TRY IT =
From the data below, set down exactly the lines between the one holding "Query: jar filled with white tablets" and the one holding "Query: jar neck threads", inclusive, and no others.

SUPPLIED MATERIAL =
·····

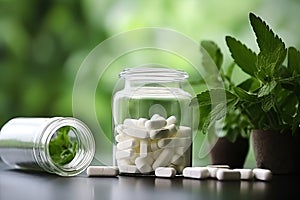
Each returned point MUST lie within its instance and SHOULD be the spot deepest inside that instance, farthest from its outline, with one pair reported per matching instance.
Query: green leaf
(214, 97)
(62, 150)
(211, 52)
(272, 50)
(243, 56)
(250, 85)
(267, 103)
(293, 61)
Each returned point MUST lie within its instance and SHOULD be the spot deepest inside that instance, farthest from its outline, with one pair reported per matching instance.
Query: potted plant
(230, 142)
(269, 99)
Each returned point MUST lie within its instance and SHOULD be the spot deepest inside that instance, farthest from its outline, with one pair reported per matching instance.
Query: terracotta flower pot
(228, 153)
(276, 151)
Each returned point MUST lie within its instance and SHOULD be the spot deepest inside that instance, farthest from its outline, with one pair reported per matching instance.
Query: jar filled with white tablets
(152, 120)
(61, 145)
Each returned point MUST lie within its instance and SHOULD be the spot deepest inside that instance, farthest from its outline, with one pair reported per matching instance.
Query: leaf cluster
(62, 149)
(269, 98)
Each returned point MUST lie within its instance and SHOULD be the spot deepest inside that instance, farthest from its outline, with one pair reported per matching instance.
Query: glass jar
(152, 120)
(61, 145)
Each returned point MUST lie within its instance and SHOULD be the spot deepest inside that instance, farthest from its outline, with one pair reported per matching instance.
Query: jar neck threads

·····

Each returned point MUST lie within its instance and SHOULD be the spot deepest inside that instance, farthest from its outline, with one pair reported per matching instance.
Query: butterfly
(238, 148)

·····

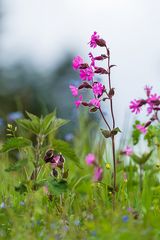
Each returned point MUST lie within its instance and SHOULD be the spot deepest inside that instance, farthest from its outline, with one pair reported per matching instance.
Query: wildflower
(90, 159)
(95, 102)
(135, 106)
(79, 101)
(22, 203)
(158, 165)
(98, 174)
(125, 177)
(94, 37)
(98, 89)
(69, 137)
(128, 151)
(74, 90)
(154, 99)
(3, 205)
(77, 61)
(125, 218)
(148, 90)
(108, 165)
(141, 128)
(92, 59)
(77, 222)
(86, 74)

·····

SOLUTION =
Query: jar filled with white tablets
(152, 120)
(61, 145)
Each returned point MUST lie within its instance and SHOULD be the spot deepest inside that instance, farthest from its outline, with one pair reported per matching instance.
Query: leaf cluster
(62, 149)
(269, 98)
Each returned point MUST lie within its instance and SHOULD be the spot deepest inside that instance, farthest from its outline, with one pair reported per matching instance.
Query: glass jar
(152, 120)
(61, 145)
Each returned point MUST lie within its instance and SHOULD be the spot deepest inside that instance, farthest from its outline, with one pair reported per matching instance.
Query: jar neck threads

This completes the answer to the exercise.